In a previous study, blackgrass field samples were collected as well as field history data comprising a period of 6 years in a region of Southern Germany, region of Hohenlohe, and herbicide resistance was assessed (Herrmann, 2016). A similar study was performed in Northern France, region of Champagne (Lepke et al., 2020). Based on this material, we performed extensive studies with a random forest approach to assess the driving variables and their rankings in both regions. The availability of data from two regions with comparable crop management, prompted us to test, whether the patterns found in Hohenlohe data are specific for this region or whether they are transferable not only to another region, in that case Champagne (and vice versa) but also to another grass weed, in that case Lolium spp (rye-grass), important worldwide weed to be controlled (Powles and Yu, 2010; Dücker et al., 2019b) and which has evolved herbicide resistance (Heap, 2024). Descriptive data analyses were presented and some results of single analyses were already discussed (Lepke et al., 2020).

In this study, we report the results obtained by the application of the random forest method, based on field history parameters, on the evolution of herbicide resistance in black-grass. Variable importance and performance measures were studied in a systematic way for a large number of single analyses allowing for a statistical analysis of the four performance measures, type I error, type II error, AUC and accuracy. This is a first step showing that reliable weed resistance management prediction can be based on a random forest model approach. In addition, the model developed in one region can be successfully used in another one (Hohenlohe versus Champagne). Furthermore the model developed for black-grass can be extended to another grass weed, in that case rye-grass.

2 Materials and methods

2.1 Field history data

Field history data from two earlier studies were used. A first data set related to A. myosuroides Huds (blackgrass) includes the field histories and resistance status of 98 fields from the Hohenlohe area in Germany (Herrmann, 2016) and 131 from the Champagne area in France (Lepke et al., 2020). For the Champagne area, a second data set related to Lolium spp. (rye-grass) was obtained for 49 fields with resistance status and field history information. Predictor variables comprise in particular crop species rotation, number of crops used over a 6-year period, number of winter and summer crops respectively, seeding date, soil cultivation like ploughing or shallow tillage and herbicide applications. In total, there are 20 predictors as described in Table 1. For each field management data were recorded for a period of 6 years, e.g. crops, plant protection products, and soil cultivation. This is denoted as field history. From these data an input vector for the random forest procedure was generated by allocating scores. For example, for ploughing 1 or 0 was assigned depending on whether the tillage method was plough or another respectively. The variable no. of crops is the number of unique crops cultivated within the observation period. All other variables were treated in the same manner (cf. Table 1).

Items from a data source:
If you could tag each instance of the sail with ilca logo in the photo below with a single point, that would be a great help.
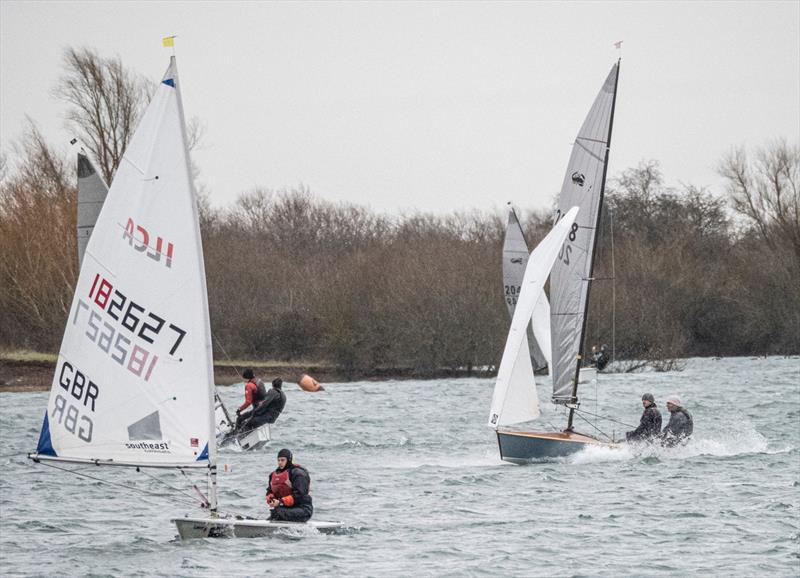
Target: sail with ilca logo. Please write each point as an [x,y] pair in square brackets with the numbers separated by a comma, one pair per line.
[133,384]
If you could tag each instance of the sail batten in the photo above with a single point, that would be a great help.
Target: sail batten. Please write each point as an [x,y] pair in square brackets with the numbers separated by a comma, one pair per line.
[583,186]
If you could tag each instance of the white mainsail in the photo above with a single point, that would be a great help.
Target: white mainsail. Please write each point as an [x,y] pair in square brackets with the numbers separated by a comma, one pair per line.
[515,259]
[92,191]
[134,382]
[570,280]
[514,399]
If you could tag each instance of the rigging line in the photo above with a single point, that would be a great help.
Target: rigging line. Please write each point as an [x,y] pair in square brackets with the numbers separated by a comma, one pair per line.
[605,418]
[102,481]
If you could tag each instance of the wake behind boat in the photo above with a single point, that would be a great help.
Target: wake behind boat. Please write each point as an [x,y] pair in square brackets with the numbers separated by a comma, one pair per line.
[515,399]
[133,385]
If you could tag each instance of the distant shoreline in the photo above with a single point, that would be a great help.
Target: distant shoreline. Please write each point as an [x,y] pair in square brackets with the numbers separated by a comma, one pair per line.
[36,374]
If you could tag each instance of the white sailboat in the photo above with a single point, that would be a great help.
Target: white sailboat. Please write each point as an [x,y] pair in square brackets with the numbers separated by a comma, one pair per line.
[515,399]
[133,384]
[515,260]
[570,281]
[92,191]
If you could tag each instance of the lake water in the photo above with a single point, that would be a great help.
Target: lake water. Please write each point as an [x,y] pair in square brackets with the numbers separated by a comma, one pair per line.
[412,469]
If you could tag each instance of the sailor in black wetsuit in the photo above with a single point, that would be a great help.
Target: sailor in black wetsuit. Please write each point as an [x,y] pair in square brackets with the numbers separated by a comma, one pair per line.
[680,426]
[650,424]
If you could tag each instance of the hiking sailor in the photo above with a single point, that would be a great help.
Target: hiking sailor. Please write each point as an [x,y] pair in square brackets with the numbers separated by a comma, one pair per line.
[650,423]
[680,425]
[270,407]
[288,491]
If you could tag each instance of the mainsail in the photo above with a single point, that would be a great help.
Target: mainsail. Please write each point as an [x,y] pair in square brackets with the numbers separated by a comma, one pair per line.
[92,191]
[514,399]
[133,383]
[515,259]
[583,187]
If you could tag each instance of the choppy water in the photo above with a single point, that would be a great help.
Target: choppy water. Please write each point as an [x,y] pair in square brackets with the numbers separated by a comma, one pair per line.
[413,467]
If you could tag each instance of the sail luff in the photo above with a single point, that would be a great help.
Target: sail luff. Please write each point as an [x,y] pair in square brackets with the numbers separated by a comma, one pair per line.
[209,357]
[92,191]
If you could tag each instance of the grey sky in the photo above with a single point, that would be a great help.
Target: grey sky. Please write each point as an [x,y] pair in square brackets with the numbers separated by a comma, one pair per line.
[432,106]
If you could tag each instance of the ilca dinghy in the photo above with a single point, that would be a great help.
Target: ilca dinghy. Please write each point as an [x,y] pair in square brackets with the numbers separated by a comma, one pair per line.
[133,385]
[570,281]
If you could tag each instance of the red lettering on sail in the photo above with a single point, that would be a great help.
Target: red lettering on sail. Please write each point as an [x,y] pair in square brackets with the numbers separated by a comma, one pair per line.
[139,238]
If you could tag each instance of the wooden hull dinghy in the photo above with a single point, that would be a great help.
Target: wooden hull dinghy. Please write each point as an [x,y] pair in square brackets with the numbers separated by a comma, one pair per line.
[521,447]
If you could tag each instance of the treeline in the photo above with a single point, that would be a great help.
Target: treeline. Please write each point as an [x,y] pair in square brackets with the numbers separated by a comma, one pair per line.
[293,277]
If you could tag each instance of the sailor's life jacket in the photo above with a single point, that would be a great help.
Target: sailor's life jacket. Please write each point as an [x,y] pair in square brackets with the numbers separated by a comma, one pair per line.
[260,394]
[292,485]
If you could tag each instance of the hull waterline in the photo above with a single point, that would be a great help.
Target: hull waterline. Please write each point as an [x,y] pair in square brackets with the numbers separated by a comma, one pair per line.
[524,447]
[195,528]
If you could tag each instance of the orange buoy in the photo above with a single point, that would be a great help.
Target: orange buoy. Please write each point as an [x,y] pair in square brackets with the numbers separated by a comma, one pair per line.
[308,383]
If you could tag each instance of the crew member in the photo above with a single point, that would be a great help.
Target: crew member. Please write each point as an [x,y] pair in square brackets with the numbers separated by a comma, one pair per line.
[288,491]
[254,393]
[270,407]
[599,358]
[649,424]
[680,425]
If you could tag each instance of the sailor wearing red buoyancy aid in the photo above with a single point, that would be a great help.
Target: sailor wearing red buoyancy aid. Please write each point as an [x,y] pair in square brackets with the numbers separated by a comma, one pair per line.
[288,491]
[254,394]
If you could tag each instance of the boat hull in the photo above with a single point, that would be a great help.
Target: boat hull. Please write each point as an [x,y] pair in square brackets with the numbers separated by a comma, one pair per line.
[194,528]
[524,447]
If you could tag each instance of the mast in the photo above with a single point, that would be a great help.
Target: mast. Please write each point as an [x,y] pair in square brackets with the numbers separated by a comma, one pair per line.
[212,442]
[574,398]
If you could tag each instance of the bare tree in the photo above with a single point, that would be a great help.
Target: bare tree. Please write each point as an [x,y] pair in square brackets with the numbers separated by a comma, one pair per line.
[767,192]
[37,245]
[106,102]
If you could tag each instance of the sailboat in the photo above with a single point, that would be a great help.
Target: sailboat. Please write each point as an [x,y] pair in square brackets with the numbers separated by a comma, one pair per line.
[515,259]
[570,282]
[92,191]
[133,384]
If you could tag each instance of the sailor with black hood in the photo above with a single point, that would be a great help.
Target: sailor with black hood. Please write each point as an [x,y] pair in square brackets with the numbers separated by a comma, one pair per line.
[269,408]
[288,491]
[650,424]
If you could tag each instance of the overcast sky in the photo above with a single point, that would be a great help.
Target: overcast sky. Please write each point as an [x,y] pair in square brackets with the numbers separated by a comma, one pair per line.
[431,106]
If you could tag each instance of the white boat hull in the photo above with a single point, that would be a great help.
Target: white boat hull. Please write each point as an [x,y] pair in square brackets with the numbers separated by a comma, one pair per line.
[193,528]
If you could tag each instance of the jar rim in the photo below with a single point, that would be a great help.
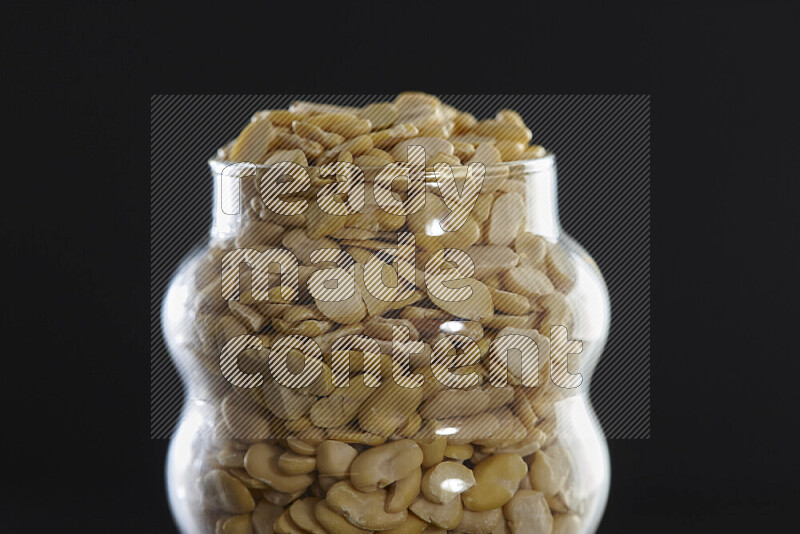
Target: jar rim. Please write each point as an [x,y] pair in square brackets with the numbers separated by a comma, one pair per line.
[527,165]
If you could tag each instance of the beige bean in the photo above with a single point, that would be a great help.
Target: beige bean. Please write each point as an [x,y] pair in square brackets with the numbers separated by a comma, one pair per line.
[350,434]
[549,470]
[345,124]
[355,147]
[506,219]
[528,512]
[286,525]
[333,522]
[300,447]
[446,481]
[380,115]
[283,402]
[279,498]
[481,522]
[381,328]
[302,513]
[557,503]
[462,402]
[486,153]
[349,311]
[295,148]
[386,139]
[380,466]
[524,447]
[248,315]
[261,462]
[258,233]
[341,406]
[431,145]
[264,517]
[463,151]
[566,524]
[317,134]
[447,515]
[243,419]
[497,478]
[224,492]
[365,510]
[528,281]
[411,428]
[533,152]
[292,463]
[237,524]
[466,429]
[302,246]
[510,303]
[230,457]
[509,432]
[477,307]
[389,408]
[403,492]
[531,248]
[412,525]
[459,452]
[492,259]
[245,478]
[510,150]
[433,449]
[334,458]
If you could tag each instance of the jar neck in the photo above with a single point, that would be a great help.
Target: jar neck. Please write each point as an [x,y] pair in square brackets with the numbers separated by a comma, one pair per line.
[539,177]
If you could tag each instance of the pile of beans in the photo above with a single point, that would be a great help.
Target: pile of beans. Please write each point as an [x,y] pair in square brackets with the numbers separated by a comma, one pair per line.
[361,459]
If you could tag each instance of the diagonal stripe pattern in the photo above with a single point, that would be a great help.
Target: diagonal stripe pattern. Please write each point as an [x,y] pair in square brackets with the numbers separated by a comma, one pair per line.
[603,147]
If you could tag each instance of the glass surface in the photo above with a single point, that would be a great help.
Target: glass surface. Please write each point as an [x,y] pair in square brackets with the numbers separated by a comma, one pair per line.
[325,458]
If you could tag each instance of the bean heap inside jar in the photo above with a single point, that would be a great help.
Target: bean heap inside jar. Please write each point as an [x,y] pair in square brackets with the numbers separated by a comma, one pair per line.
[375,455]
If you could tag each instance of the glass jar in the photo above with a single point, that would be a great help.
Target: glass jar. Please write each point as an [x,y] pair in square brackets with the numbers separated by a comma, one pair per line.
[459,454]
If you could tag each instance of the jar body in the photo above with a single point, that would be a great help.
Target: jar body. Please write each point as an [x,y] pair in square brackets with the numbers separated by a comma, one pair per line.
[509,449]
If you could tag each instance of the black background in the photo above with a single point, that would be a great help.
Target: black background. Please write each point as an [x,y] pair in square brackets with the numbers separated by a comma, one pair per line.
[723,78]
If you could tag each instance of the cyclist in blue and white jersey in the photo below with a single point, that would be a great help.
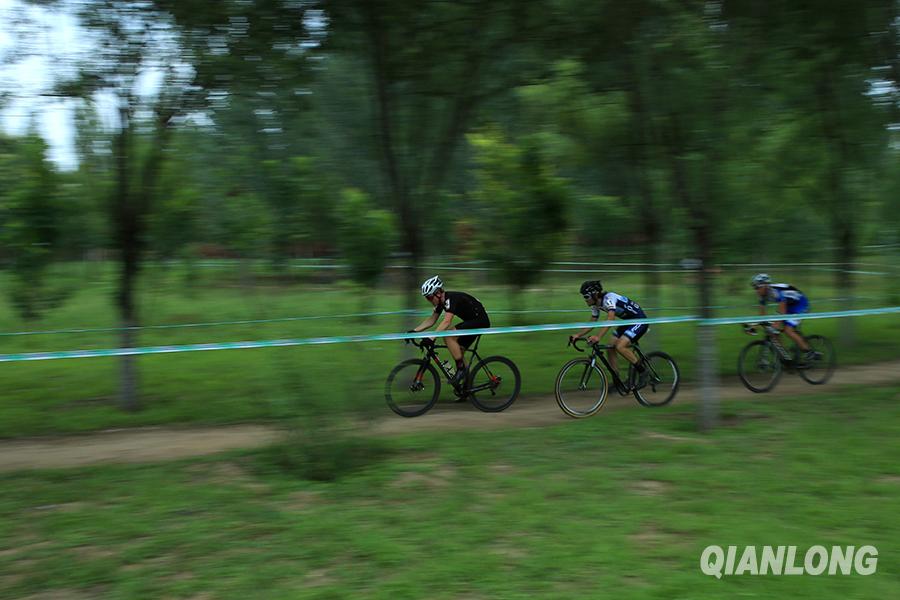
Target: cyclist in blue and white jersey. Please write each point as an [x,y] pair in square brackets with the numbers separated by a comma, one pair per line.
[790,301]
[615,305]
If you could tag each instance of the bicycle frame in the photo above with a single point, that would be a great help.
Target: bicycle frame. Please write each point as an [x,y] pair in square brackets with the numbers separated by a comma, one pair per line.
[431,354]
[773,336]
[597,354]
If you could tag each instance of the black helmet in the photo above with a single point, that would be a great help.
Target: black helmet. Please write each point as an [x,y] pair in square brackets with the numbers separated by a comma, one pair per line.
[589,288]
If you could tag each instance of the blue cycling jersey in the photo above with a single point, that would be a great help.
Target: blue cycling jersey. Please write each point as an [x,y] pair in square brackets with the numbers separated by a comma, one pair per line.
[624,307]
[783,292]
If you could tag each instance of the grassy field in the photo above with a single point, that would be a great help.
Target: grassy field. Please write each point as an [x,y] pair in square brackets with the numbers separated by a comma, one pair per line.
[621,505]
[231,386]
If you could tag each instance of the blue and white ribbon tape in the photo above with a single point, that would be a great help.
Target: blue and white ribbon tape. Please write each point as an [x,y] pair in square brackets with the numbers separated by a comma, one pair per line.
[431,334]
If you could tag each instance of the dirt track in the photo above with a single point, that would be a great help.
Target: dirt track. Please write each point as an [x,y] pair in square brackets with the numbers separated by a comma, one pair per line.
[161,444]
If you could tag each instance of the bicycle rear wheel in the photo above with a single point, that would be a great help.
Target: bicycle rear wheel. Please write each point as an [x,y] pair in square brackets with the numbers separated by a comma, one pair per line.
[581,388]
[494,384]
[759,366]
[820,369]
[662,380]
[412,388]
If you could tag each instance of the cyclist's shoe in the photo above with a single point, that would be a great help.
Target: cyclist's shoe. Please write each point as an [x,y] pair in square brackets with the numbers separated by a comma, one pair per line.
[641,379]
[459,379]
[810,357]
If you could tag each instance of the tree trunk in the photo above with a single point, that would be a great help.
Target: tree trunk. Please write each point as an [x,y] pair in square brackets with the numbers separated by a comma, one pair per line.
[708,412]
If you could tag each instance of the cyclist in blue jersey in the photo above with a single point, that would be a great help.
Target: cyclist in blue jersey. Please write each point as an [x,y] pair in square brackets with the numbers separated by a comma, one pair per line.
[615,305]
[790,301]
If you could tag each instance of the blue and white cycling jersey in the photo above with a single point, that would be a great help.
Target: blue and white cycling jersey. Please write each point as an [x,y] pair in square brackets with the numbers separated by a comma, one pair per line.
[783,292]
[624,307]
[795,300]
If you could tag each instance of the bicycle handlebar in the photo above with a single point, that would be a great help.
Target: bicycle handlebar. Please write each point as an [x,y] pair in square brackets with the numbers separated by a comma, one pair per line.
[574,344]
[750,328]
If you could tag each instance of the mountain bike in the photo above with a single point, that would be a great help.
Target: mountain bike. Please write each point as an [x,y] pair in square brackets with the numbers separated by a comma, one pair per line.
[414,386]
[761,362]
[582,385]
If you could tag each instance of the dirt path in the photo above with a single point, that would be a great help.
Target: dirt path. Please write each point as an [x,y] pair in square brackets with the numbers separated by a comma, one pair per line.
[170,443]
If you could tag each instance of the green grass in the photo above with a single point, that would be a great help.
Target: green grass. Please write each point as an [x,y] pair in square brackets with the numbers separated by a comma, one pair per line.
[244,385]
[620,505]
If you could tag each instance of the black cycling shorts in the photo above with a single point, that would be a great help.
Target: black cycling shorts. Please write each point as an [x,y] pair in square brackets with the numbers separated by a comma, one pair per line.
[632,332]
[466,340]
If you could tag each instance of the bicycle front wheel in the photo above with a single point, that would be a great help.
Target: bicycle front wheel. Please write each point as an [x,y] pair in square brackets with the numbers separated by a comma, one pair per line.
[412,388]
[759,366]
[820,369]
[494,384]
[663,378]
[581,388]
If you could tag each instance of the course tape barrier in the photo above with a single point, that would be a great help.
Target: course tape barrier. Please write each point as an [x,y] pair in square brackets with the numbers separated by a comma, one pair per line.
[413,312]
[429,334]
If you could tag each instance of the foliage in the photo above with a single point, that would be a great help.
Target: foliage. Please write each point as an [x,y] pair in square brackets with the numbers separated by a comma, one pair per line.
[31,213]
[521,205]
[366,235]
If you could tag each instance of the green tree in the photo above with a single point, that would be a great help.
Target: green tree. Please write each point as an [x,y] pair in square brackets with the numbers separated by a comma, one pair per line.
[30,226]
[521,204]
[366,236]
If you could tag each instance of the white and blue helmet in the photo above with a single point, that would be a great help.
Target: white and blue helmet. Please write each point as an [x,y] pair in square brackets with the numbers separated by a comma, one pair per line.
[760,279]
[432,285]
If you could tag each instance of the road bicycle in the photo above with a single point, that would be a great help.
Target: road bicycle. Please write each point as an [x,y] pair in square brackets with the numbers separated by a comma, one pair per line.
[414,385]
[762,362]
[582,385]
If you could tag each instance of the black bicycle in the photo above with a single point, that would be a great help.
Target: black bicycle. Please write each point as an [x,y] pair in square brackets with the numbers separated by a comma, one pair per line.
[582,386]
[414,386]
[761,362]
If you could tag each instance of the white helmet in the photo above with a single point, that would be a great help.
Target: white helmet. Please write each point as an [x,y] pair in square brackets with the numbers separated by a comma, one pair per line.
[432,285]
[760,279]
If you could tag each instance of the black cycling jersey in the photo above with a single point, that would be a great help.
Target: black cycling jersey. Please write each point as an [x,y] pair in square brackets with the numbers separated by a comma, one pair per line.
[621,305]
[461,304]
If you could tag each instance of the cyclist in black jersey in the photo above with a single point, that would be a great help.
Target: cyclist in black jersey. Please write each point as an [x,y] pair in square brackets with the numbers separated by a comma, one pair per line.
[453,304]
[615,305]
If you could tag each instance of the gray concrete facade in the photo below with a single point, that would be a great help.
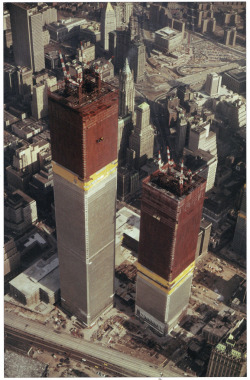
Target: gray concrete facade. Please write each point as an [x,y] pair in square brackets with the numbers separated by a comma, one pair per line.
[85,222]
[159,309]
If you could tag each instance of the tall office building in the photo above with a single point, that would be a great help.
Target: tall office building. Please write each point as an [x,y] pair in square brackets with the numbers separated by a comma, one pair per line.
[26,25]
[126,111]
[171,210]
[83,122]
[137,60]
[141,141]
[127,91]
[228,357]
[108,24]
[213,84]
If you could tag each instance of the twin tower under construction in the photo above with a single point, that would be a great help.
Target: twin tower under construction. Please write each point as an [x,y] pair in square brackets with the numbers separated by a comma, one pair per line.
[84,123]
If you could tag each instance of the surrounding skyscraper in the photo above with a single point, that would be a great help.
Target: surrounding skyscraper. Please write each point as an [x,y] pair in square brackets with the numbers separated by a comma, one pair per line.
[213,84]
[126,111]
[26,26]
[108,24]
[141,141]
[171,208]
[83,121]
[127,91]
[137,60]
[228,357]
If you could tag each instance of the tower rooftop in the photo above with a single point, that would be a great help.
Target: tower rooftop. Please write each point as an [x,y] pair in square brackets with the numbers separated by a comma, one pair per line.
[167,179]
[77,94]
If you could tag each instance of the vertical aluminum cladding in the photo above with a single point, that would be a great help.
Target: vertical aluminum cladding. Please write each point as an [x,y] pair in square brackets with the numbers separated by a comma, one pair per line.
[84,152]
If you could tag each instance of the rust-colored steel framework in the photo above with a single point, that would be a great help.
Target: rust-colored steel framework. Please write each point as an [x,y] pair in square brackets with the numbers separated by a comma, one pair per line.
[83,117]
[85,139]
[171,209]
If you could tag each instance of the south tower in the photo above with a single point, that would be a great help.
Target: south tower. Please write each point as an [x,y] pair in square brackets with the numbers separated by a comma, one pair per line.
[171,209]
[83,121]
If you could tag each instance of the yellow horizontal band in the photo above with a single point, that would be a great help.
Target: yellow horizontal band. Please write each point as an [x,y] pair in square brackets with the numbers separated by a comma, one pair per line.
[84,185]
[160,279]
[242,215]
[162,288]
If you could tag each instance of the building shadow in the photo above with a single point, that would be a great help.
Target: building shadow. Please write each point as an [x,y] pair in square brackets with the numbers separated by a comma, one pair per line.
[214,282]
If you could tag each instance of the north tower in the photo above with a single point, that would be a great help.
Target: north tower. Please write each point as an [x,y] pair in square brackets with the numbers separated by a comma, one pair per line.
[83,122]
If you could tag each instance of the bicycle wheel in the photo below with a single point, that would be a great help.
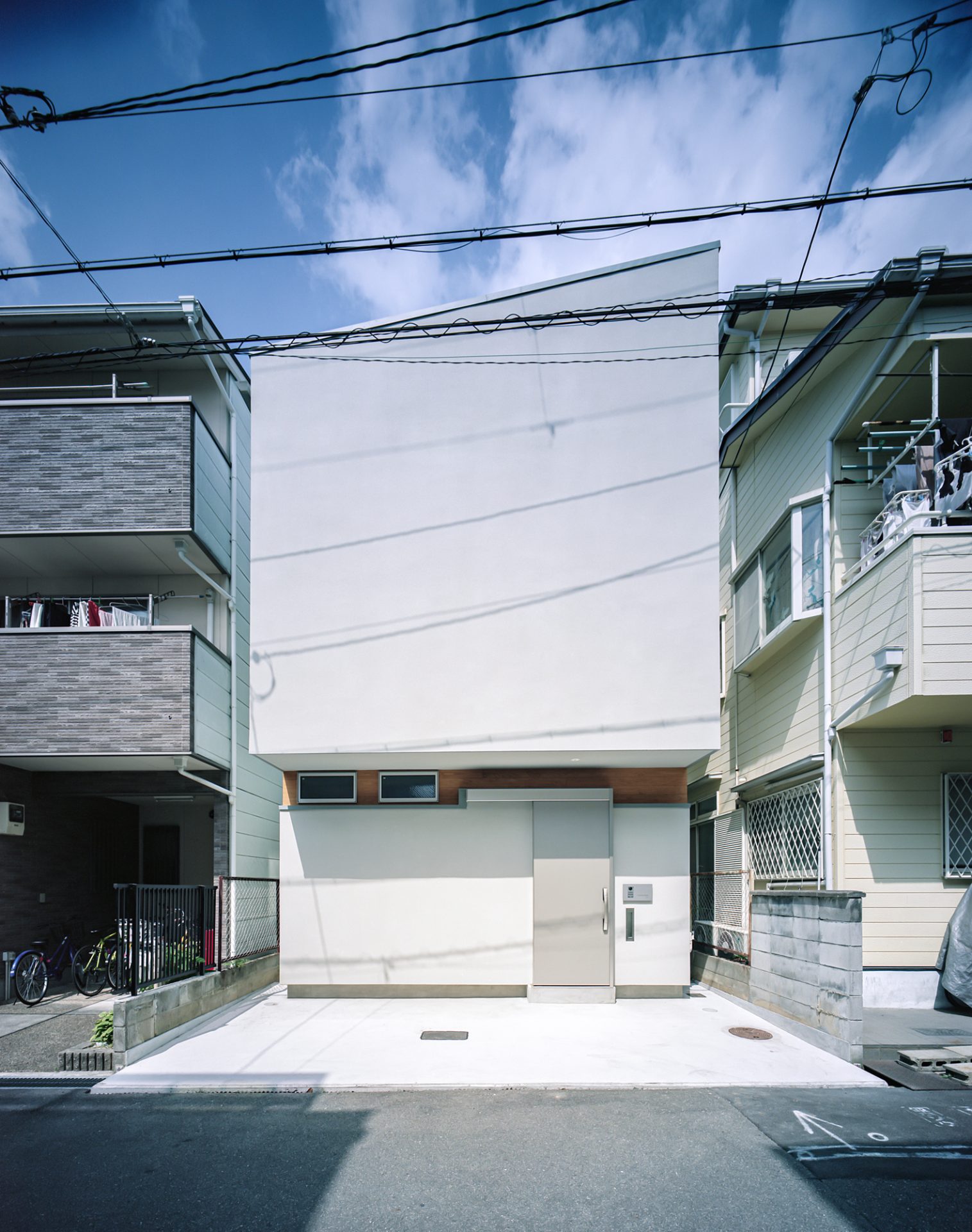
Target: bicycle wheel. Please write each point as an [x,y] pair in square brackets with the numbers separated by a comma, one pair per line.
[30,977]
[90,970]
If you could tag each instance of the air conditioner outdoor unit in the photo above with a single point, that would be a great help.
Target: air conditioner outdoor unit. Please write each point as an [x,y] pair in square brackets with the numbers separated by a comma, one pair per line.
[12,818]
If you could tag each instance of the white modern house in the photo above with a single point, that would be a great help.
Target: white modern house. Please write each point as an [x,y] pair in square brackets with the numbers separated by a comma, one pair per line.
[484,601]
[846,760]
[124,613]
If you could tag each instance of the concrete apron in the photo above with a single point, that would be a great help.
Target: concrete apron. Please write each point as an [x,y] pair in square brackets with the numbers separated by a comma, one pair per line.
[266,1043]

• _PROBLEM STATEMENT_: Write the next part of the study excerpt on predicting herbicide resistance in black-grass, picking up after its final sentence.

• _TASK OUTPUT_:
Table 1

Table 1 List of predictor variables [based on Herrmann (2016)].

The predictor variable management diversity considers the number of different measures specific for weed control within a year (Herrmann, 2016). These comprise delayed seeding, ploughing, summer crops and the use of multiple modes of action. If a measure is applied, the respective score takes the value of 1 otherwise the value of 0. If all measures are applied, the maximum value of management diversity is 4, if none is applied the score is 0. The index ranges therefore between 0 and 4. For example in a winter wheat field, using two modes of action (score 1) and ploughing (score 1) results in a management diversity value of 2, while shallow tillage (score 0) and only one mode of action (score 0) give a management diversity value of 0. Management diversity values are averaged for the time frame of the 6yrs being considered. Descriptive data analysis showed that the data sets of both countries have a similar structure. Details are described in Lepke et al., 2020.

2.2 Assessment of resistance status

Black-grass seed samples were harvested in 98 fields in Hohenlohe and in 131 fields in Champagne region. In addition, samples of rye-grass seeds were harvested in 49 fields in France Champagne region. Resistance to mesosulfuron and iodosulfuron (ALS-inhibitors) as well as to pinoxaden (ACCase-inhibitor) was assessed in the greenhouse as described in details (Herrmann, 2016; Herrmann et al., 2019; Lepke et al., 2020). In summary, herbicides were applied at BBCH 11–13, at 0.5 kg/ha (Atlantis WG, mesosulfuron/iodosulfuron) and at 1.2 L/ha (Axial 50, pinoxaden) in a total volume of 200L water using a Teejet-8002-EVS nozzle and a Track Sprayer Generation III. A visual assessment was done 21 days after spraying and the number of dead and living plants counted. A population was considered sensitive when the herbicide efficacy was higher than 90%. The resistance was considered in development when the efficacy of the herbicide was found between 50% and 89% and the resistance was considered as established when the herbicide efficacy was below 50%. Furthermore, when necessary, ALS- and ACCase-target site mutations were determined by pyrosequencing as described previously (Beffa et al., 2012). Detoxification of the herbicides was analyzed by HPLC separation after incubating individual plants using respectively C¹⁴ - radiolabeled mesosulfuron (ALS-inhibitor) and fenoxaprop-ethyl (ACCase-inhibitor) (Beffa et al., 2012).

Fields were classified as resistant if target-site resistance or metabolic resistance or both were detected in the samples and/or survivals were observed in the greenhouse (Herrmann et al., 2016).

2.3 Data analysis

All calculations were carried out in R 1.1.456 (R Core Team, 2018). For the classification problem with 20 predictor variables the random forest method (Breiman, 2001) was applied using the randomForest package (v4.6.14; Liaw and Wiener, 2002). Unless otherwise described, the data has been split into training data (75%) and test data (25%) using the caret package (v6.0.81; Kuhn et al., 2018). Importance measures were analyzed, to test which predictor variables have a significant impact on the response. Usual importance measures are the Gini index, the mean decrease accuracy index and the area under the Receiver Operating Characteristic curve (AUC) (Hastie et al., 2017). Note that as the name already implies the random forest outcomes are random due to random sampling of training data points when building trees and the random selection of subsets of features considered when splitting nodes. This intrinsic randomness affects the stability of feature importance measures (Wang et al., 2016). Therefore, the rating of features based on a single run is not robust especially if predictor variables are correlated. To consider randomness, a ranking of predictor variables was generated based on 50 repeated runs.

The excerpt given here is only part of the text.